[Start EXERCISE DATA]

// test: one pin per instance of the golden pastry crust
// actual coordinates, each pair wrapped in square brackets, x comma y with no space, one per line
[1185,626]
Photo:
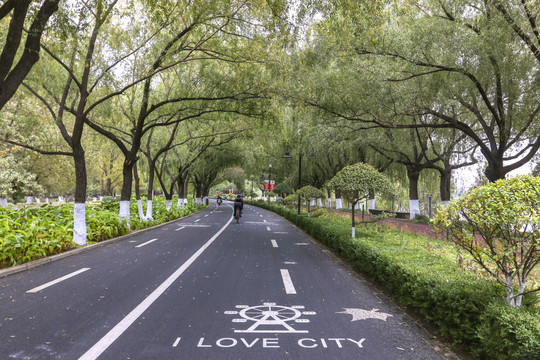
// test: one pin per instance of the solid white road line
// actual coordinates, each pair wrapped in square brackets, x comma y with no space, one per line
[106,341]
[146,243]
[50,283]
[289,287]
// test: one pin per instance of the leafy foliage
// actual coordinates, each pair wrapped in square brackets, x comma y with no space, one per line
[32,233]
[423,276]
[506,217]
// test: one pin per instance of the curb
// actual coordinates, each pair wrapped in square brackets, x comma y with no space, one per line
[32,264]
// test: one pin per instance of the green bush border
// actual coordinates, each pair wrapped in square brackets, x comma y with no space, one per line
[465,308]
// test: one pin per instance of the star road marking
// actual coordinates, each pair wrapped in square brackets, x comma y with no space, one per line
[360,314]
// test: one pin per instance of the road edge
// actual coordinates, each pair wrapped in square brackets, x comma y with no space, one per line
[79,250]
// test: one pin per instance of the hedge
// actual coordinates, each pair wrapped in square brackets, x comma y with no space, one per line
[466,308]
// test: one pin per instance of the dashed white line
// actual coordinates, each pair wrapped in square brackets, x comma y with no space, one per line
[289,287]
[51,283]
[146,243]
[103,344]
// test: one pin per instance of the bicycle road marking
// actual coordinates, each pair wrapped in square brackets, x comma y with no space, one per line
[287,282]
[54,282]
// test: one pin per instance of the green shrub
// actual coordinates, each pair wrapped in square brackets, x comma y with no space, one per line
[509,333]
[466,308]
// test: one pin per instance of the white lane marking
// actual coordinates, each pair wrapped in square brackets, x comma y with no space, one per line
[146,243]
[289,287]
[51,283]
[95,351]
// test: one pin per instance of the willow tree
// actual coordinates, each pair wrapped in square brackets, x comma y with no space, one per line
[26,18]
[356,182]
[465,65]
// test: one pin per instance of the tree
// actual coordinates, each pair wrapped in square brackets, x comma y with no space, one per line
[15,180]
[356,182]
[11,74]
[506,216]
[309,193]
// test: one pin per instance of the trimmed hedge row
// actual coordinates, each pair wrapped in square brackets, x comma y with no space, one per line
[466,309]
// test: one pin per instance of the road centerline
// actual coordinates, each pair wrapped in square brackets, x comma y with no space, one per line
[103,344]
[54,282]
[146,243]
[287,282]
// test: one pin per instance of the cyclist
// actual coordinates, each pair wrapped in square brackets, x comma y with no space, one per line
[238,205]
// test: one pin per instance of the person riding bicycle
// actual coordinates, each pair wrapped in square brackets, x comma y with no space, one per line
[238,205]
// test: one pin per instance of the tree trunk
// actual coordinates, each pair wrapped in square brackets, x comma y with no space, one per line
[79,213]
[445,185]
[125,195]
[138,193]
[413,175]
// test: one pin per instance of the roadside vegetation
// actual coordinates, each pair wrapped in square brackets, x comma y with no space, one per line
[32,233]
[434,280]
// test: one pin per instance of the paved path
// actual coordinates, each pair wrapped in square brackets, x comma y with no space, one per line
[203,288]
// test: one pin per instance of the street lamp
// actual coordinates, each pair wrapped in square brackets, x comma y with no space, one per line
[288,156]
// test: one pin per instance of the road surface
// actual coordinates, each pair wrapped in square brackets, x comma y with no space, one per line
[203,287]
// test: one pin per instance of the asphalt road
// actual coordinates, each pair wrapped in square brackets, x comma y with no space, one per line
[203,288]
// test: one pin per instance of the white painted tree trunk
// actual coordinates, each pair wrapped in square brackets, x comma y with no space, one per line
[79,223]
[414,208]
[141,210]
[149,210]
[125,212]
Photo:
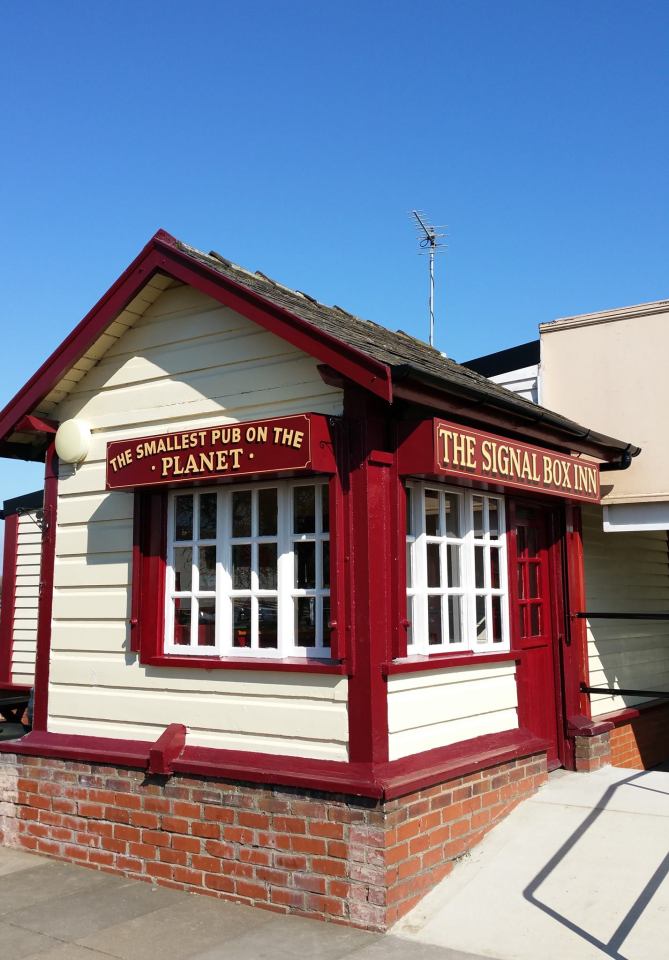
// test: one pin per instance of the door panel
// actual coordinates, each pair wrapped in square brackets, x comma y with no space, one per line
[535,582]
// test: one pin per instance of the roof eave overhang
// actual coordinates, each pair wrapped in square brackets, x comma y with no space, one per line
[162,254]
[550,429]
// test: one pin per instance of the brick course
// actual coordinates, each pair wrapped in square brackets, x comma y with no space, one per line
[341,858]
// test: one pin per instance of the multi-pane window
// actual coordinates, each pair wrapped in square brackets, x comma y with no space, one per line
[456,570]
[248,571]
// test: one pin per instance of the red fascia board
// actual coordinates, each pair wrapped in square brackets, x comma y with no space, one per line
[161,254]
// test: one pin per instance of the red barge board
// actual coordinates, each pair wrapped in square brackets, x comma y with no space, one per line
[253,447]
[440,448]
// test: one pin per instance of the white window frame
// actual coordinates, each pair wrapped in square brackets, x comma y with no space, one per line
[286,592]
[418,590]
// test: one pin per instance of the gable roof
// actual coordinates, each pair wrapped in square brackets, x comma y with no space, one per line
[364,352]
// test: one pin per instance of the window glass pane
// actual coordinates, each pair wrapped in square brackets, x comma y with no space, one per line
[535,624]
[268,636]
[477,504]
[479,575]
[326,621]
[434,620]
[267,566]
[325,547]
[304,509]
[241,566]
[206,623]
[409,509]
[452,505]
[241,513]
[183,518]
[533,574]
[305,621]
[241,622]
[432,526]
[494,568]
[207,567]
[305,565]
[267,512]
[496,619]
[325,508]
[208,516]
[493,518]
[183,568]
[481,627]
[182,611]
[453,559]
[433,566]
[455,619]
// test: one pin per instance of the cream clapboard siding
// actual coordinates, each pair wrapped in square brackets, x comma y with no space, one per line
[24,636]
[187,363]
[629,573]
[440,707]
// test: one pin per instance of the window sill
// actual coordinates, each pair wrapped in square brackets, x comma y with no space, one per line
[287,665]
[442,661]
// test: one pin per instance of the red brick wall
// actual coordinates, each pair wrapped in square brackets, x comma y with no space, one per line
[642,742]
[339,858]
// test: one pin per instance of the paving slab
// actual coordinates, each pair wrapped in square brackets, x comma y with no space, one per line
[578,872]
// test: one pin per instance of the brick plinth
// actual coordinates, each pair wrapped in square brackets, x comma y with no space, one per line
[591,753]
[643,741]
[340,858]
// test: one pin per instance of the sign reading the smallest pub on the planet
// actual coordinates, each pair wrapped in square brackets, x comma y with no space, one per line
[232,449]
[484,456]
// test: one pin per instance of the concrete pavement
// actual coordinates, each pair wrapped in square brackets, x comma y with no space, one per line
[578,872]
[57,911]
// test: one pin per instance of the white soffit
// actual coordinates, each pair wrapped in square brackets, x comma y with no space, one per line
[628,517]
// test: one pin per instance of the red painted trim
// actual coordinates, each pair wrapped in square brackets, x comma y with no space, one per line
[169,745]
[162,254]
[458,760]
[8,596]
[287,665]
[385,781]
[449,661]
[620,717]
[45,605]
[370,573]
[37,425]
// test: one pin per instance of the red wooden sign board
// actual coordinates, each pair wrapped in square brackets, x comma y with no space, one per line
[438,447]
[297,443]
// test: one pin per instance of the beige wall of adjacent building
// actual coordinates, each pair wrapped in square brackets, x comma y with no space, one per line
[186,362]
[608,370]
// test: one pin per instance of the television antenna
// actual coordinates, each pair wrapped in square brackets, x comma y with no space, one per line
[429,242]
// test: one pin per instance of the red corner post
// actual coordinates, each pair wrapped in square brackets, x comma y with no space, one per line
[41,707]
[368,563]
[8,597]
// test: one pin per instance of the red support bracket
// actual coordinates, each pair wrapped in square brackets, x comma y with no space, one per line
[168,747]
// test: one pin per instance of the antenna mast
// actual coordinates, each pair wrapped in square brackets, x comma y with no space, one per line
[429,242]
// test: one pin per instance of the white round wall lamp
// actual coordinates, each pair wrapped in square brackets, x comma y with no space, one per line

[End EXERCISE DATA]

__SHORT EXERCISE__:
Can you repeat every record above exactly, apart from the pictures?

__TASK ANSWER__:
// test: one pin per instance of the golden pastry crust
// actual coordinates, each pair wrapped in square brackets, x comma y with no space, one per line
[1185,626]
Photo:
// test: one pin per instance of the solid white road line
// actual coordinates, each pair wrapped in square brackets, x comma y with no space, one per line
[106,341]
[146,243]
[50,283]
[289,287]
// test: one pin per instance of the leafy foliage
// actual coordinates, each pair wrapped in square brackets, x comma y with no space, one per line
[32,233]
[423,276]
[506,217]
// test: one pin per instance of the curb
// actual coordinates, each pair wrapped in square brackets, x comma y with no space, one per line
[32,264]
// test: one pin per instance of the green bush border
// actual coordinates, each pair wrapped in square brackets, x comma y with no space, one per line
[465,308]
// test: one pin per instance of the star road marking
// actual coordinates, each pair wrapped in square brackets, x comma y with no space, one per line
[360,314]
// test: one pin per instance of the road edge
// actual coordinates, each pair wrapped in square brackets, x comma y with no space, one per line
[79,250]
// test: one pin per instance of the hedge
// actual coordinates, each pair wrapped in square brackets, x comma y with no space, one per line
[466,308]
// test: one pin per instance of the dashed white line
// actual coordinates, each pair wrapped in square brackets, x comma y with no space, one per line
[289,287]
[51,283]
[146,243]
[103,344]
// test: one pin per instance of the bicycle road marking
// actual coordinates, each pair wrapped in square brackets, x comma y with no space, one per line
[287,282]
[54,282]
// test: one pin per instance of the green shrub
// actual coordinates, each pair wrapped in square brackets, x comma y with no space, one per line
[509,333]
[466,308]
// test: one pin per instance of the white lane marking
// actual coordinates, each pair wrapped in square brackets, x comma y with no space, one per line
[146,243]
[289,287]
[51,283]
[95,351]
// test: one pin per instance of the willow tree
// actual coordinates, each pair wrapped in square brackets, x comma y with no space, one per line
[26,18]
[356,182]
[465,65]
// test: one pin per instance of the tree
// actual coordinates, each pair wrapped in square brackets, x comma y with no space, one per line
[15,180]
[356,182]
[11,74]
[506,216]
[309,193]
// test: one pin per instance of the trimmed hedge row
// actual coordinates, each pair wrapped in square brackets, x comma y with no space, one per line
[466,309]
// test: one pin per instance of the road centerline
// actual coordinates, each pair wrapped in square brackets, x comma y with no space, one per line
[103,344]
[54,282]
[146,243]
[287,282]
// test: one pin per instance of the cyclist
// actual coordinates, each pair wrapped in square brackets, x comma y with no space, one per line
[238,205]
// test: one pin per instance of the person riding bicycle
// actual coordinates, each pair wrapped in square brackets, x comma y with no space, one per line
[238,205]
// test: one pin per instance of the tree trunk
// actual coordinates, each pair wrapped in square brackets, x comma y with no space, one per line
[79,213]
[445,185]
[125,195]
[138,193]
[413,175]
// test: one pin per instance of the roadside vegetation
// actual coordinates, each pair wrapped in square brackets, x comma y with no space, one per line
[32,233]
[434,280]
// test: one pin per instance of the paved path
// actual coordinates, each pair wrapped in square brackets, x comma y with no space, one per line
[203,288]
// test: one pin per instance of the street lamp
// actual coordinates, each pair wrapped in square brackets, x comma y with no space, one per line
[288,156]
// test: one pin per instance of the road surface
// actual coordinates, each pair wrapped in square brackets, x comma y with no space, one per line
[203,287]
// test: one pin per instance of the asphalt road
// actual coordinates, each pair wrapped in square brackets, x comma y with no space, one per line
[203,288]
// test: one pin per instance of the white painted tree trunk
// actual coordinates, each pair wrapped in square brackets, x comma y with no space, one per line
[79,223]
[414,208]
[141,210]
[149,210]
[125,212]
Photo:
// test: one pin per instance of the door panel
// actual coordinates, each pair wrapped in square brackets, x comma y with no space, one per line
[535,582]
// test: one pin per instance of the roof eave overhang
// actual coordinates, each pair wrapped in square brackets, x comma y with no space, one per line
[162,254]
[550,429]
// test: one pin per instance of the brick course
// actual coordinates, each pair wrapped in square brackets, x comma y with no space, one per line
[341,858]
// test: one pin per instance of the multi-pane window
// actual coordinates, each pair wrapped in square brackets, x comma y with no space, one per line
[456,570]
[248,571]
// test: one pin per instance of the red fascia board
// actual coordinates, each pair wrapped in square brackets, x comma y with no space, one per line
[161,254]
// test: one pin per instance of the red barge board
// actual coordinates, each pair wrapped in square brackets, x comma y with no space, one per line
[253,447]
[440,448]
// test: one pin per instance of the white window frame
// actual coordinates, each pair wrapped in square brackets, x comma y with no space, one per line
[286,592]
[418,590]
// test: one pin per instance of the gable roof
// actual coordinates, each pair wrapped in square brackets, x comma y with no space, one per line
[364,352]
// test: one pin per instance of the window glass pane
// actual coordinates, each pair wrapped in square brackets, x comma y with no space, one per line
[535,624]
[268,636]
[477,504]
[479,575]
[326,621]
[434,620]
[267,566]
[325,547]
[304,509]
[241,566]
[206,623]
[409,509]
[452,505]
[241,513]
[183,518]
[533,574]
[305,621]
[241,622]
[432,526]
[494,568]
[207,567]
[305,565]
[267,512]
[496,619]
[325,508]
[208,516]
[493,518]
[183,568]
[481,627]
[182,611]
[453,559]
[433,566]
[455,619]
// test: one pin per instance of the cream clapboard siding
// actual coordinates, each pair wrapped in square brackets, x comma y with no space, one per line
[24,636]
[187,363]
[629,573]
[440,707]
// test: one pin per instance of the window sill
// actual coordinates, each pair wrapped in square brackets, x comma y with no space, one per line
[287,665]
[442,661]
// test: one pin per instance of the red brick wall
// actual coordinates, each pair wrapped in square brackets, x comma y with no space, one per line
[642,742]
[339,858]
// test: one pin per instance of the paving slab
// actual coordinates, each pair wrapped in square brackets, x comma y with no space, one per line
[578,872]
// test: one pin per instance of the brick plinth
// actual coordinates, each pair wrapped in square brackets, x comma y with no space, one per line
[591,753]
[643,741]
[340,858]
// test: one pin per instance of the sign reading the smallest pub on the planet
// actual coordinates, each pair wrapped in square brackets, x comma y with no space, one per line
[232,449]
[484,456]
// test: one pin per instance of the concrete pavement
// actual coordinates, each pair wrapped in square brackets, x comma y with no space, one per line
[578,872]
[57,911]
// test: one pin per instance of the white soffit
// actual coordinates, each pair wrapped in square brackets, x comma y with no space, one per line
[628,517]
// test: one pin per instance of the red painted trim
// actual coordinates, each pair wrapped in square brackets, x comma y with no space, one per line
[169,745]
[162,254]
[458,760]
[8,596]
[287,665]
[385,781]
[449,661]
[620,717]
[45,605]
[370,573]
[37,425]
// test: one pin per instance of the red wooden sign board
// actual coordinates, each pair wrapped in square brackets, x comma y with no space, one per line
[438,447]
[297,443]
// test: one pin per instance of the beige wall of adjacent building
// actual coordinates, each pair wrapped in square brackets, x comma y with no space, one per line
[186,362]
[608,370]
// test: one pin per instance of the television antenna
// actual coordinates, each pair wrapped in square brackets, x comma y with no space, one per line
[429,242]
// test: one pin per instance of the red corner post
// actual coordinates, each pair wrapped in square brackets, x comma y with no space, one per line
[41,707]
[368,563]
[8,597]
// test: one pin per instance of the red support bracket
// actual coordinates, each pair wrapped in square brackets, x comma y with no space, one per line
[168,747]
// test: one pin per instance of the antenna mast
// actual coordinates, each pair wrapped in square brackets, x comma y with no space, one per line
[429,242]
// test: one pin per instance of the white round wall lamp
// actual coordinates, each pair wrapped in square brackets, x comma y with no space, one per line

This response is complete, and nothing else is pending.